• **Texto exibido**:
§

O fato narrado a seguir não ocorreu no Vale do Paraíba, mas
no Estado do Rio de Janeiro há um século. Porém, como um dos personagens
envolvidos nasceu no Embaú e estudou em Lorena, consideramos oportuno elaborar
este artigo no intuito de resgatar sua memória, hoje totalmente esquecida. Até
a década de 1970, para fazer uma viagem da cidade do Rio de Janeiro até Niterói
haviam duas possibilidades. Uma por terra, contornando a orla da Baía da
Guanabara, a mais utilizada; outra pela própria baía, cruzando-a em barcos,
barcaças, lanchas, etc. Essa segunda alternativa era mais utilizada como
atividades recreativas e turísticas de cidadãos brasileiros e estrangeiros. Com
a inauguração em 1974, durante o Governo Militar, da ponte Rio-Niterói, surge
uma terceira opção. Com seus 14 quilômetros de extensão, essa ponte passa a ser
a mais utilizada, encurtando a distância entre as duas cidades. Essa região
geográfica do Sudeste do Brasil sempre foi famosa ao longo de nossa história.
Disputada por portugueses e franceses, foi ocupada pelos últimos em 1555,
quando Nicolas Durand de Villegaignon funda a colônia da França Antártica. Em
1572 os lusos fundam a Vila de São Sebastião do Rio de Janeiro e com a expulsão
dos franceses a Coroa portuguesa consolida o seu domínio nos trópicos. Ao longo
dos séculos, diversos navios afundaram na Baía da Guanabara, entre avarias
causadas por bombardeios, tanto portugueses como de outras nacionalidades.
Parte da baía acabou se transformando em um cemitério de navios, sempre evitado
e alertado pelas autoridades brasileiras. Devido à beleza natural que a
paisagem oferece (ou oferecia, após tanta poluição) era comum o passeio de
barcos, como citado. Algumas escolas proporcionavam momentos de lazer para seus
alunos. Uma dessas escolas resolveu oferecer esse lazer para os alunos em
outubro de 1915, cujo resultado analisaremos a seguir.
Primeira
instituição salesiana de ensino a se instalar no Brasil em 1884, na cidade de
Niterói, o Colégio Santa Rosa logo se tornou disputado pela qualidade escolar e
acadêmica, religiosa ou cientificamente. Mesmo com a implantação de mais duas
unidades, em São Paulo em 1885 com o Liceu Coração de Jesus, e em Lorena em
1890 com o Colégio São Joaquim, o Santa Rosa ainda era o mais procurado no
início do século XX. Diversos alunos, de várias partes do país, buscavam os
colégios salesianos e muitos ao optarem pela vocação sacerdotal ou até mesmo
pela docência, rumavam para o Santa Rosa. Entre o final do século XIX e início
do XX, um aluno interno do Colégio São Joaquim ingressa no Santa Rosa e mais
tarde torna-se professor da instituição. Esse era Otacílio Ascânio Nunes, cuja
figura iremos abordar a partir de agora.

§

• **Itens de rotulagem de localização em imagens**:
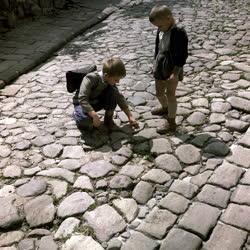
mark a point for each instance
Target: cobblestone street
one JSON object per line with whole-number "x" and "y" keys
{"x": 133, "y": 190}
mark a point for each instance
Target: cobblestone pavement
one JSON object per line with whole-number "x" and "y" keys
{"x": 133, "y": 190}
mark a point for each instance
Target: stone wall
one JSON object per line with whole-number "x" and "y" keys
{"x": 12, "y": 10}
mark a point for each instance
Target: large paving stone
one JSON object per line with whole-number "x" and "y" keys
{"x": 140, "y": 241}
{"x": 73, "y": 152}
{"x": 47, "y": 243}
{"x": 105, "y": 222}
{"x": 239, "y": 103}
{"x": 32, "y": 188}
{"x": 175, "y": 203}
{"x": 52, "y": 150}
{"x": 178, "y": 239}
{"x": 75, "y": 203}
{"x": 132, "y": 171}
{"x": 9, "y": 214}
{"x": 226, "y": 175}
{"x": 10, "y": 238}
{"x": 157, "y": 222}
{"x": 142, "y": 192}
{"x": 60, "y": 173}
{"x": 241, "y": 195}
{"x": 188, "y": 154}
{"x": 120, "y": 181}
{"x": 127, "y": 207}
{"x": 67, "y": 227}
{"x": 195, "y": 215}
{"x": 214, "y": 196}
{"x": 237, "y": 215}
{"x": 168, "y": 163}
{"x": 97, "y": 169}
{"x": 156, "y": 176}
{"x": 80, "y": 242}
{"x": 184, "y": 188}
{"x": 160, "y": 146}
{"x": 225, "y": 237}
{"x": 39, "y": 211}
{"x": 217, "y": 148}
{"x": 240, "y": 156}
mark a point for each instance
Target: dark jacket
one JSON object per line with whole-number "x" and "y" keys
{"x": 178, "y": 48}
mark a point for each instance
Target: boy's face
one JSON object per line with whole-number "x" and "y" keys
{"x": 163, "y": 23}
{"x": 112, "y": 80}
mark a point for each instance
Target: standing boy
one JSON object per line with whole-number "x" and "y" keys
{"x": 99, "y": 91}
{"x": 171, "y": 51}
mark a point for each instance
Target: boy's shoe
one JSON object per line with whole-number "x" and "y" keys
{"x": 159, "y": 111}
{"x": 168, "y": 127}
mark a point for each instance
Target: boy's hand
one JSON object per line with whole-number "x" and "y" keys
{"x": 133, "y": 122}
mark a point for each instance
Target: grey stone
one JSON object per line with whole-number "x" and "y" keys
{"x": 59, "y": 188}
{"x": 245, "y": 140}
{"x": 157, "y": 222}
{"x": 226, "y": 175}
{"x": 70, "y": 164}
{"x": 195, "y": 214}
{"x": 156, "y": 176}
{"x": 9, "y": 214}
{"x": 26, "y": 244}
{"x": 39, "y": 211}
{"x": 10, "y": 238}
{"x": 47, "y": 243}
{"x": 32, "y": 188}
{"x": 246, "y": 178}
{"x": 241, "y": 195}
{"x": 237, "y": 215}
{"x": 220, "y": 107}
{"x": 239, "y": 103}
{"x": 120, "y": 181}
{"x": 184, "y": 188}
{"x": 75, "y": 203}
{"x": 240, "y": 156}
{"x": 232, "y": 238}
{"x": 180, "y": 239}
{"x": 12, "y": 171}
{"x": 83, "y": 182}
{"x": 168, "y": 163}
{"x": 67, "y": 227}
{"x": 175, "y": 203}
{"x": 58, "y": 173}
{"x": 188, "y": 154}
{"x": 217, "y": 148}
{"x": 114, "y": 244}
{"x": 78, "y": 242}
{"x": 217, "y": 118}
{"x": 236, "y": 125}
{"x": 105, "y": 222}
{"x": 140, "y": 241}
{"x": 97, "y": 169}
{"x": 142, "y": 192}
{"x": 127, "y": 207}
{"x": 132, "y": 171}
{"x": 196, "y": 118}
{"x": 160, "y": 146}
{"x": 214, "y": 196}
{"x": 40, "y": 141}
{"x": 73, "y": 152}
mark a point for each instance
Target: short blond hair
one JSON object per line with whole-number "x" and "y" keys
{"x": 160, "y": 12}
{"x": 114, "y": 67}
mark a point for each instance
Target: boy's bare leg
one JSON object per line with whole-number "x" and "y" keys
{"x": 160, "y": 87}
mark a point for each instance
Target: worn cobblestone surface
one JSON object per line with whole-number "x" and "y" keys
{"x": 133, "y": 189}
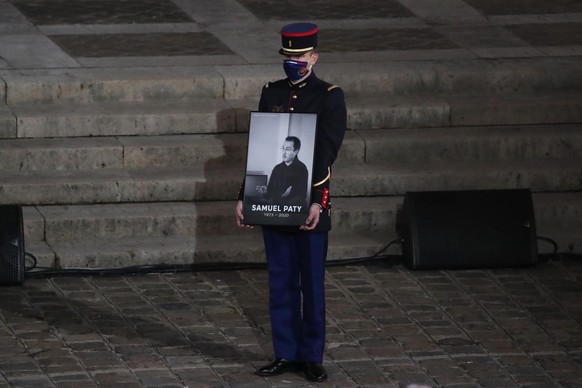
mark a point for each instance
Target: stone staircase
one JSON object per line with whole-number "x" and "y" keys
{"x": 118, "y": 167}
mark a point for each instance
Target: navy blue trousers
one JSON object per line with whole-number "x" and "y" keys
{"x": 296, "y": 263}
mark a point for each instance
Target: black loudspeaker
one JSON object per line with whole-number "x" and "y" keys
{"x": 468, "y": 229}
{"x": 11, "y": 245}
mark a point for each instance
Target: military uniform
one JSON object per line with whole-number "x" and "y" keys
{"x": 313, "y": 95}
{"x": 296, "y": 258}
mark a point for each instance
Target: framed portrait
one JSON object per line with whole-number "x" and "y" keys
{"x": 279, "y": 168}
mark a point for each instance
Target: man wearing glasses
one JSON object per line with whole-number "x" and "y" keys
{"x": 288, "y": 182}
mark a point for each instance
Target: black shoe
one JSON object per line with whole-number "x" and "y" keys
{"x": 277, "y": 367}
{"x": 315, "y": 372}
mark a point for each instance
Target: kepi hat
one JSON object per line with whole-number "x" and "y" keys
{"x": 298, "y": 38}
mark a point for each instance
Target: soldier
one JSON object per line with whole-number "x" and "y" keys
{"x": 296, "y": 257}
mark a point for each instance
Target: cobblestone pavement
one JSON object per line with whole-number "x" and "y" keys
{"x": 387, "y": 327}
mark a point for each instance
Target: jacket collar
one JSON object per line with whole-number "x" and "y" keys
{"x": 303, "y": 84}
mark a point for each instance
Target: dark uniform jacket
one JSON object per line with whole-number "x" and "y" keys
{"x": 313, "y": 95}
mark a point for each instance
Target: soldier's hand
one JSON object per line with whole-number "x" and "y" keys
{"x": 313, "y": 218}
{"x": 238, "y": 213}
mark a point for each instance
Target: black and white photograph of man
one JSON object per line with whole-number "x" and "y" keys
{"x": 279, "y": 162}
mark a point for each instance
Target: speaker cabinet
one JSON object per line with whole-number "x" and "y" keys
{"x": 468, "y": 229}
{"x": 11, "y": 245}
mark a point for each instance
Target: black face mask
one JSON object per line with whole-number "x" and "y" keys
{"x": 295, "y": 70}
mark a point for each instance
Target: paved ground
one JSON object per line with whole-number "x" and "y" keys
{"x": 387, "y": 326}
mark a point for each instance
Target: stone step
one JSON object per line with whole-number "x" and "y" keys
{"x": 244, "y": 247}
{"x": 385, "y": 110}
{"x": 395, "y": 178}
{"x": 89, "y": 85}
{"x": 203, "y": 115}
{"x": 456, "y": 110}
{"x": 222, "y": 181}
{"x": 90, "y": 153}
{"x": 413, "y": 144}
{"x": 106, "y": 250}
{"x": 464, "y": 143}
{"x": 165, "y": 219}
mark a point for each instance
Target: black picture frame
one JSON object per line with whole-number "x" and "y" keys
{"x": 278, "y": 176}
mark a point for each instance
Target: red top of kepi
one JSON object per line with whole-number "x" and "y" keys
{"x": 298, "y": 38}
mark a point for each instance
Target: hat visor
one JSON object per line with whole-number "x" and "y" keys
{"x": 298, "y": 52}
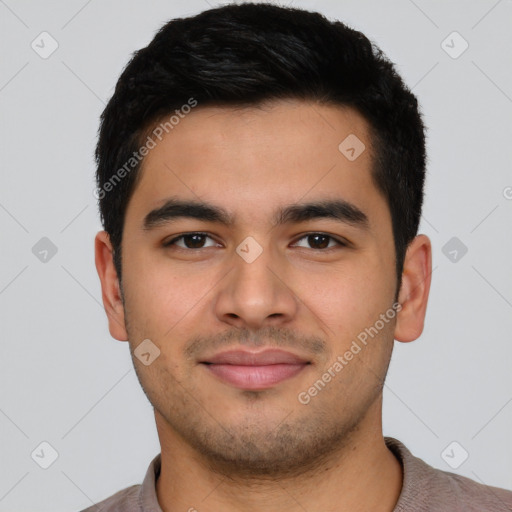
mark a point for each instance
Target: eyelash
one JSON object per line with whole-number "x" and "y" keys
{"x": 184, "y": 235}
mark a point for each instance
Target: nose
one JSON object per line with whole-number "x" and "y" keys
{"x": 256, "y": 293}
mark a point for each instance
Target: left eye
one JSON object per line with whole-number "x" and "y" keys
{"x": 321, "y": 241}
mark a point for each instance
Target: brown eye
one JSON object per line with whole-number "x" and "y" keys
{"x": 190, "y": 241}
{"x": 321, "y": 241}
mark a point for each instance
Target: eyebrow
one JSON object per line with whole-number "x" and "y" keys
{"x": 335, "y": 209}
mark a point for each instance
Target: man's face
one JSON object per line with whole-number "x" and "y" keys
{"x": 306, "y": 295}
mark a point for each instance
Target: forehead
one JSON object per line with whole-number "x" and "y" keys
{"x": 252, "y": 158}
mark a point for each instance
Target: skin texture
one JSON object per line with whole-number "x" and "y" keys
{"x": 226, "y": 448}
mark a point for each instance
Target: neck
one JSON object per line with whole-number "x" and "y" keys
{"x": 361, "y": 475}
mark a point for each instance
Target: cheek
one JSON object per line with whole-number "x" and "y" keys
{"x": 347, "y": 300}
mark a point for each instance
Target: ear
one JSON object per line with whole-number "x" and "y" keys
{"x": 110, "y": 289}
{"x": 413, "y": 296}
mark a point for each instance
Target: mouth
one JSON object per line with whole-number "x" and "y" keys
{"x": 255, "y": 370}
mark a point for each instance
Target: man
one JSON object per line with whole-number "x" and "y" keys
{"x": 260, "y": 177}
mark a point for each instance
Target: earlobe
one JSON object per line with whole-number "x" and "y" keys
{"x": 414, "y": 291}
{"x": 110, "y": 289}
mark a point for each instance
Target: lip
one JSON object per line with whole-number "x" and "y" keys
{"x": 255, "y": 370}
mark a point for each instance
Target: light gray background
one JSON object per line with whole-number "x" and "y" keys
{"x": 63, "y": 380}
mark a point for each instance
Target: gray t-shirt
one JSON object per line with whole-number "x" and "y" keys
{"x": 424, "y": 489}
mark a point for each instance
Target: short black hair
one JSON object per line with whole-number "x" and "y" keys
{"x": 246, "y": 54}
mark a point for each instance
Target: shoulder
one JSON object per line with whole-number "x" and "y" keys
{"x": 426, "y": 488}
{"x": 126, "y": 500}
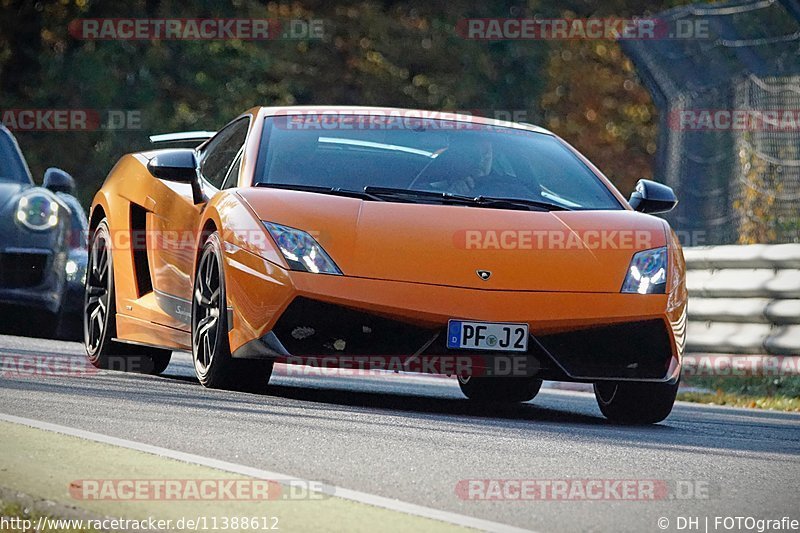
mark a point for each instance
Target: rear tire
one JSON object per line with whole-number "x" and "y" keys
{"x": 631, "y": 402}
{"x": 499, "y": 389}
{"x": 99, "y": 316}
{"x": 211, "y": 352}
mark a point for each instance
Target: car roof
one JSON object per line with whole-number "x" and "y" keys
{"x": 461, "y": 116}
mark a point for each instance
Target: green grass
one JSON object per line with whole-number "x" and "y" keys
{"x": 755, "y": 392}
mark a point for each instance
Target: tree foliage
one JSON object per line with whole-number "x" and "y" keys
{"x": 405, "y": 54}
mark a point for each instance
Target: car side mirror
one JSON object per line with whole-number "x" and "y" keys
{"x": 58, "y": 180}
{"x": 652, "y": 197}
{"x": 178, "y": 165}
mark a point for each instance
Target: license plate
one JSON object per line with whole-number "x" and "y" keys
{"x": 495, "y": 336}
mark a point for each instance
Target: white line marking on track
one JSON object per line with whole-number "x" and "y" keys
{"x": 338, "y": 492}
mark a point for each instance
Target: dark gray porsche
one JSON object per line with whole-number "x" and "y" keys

§

• **Instruções e requisitos**:
Responda com base no texto exibido:
(a) Em que ano foi inaugurada a ponte Rio-Niterói?
(b) Quem fundou a colônia da França Antártica?
(c) Em que cidade e em que ano foi implantado o Colégio São Joaquim?

• **Resultado da tarefa**:
(a) Em 1974.
(b) Nicolas Durand de Villegaignon.
(c) Em Lorena, em 1890.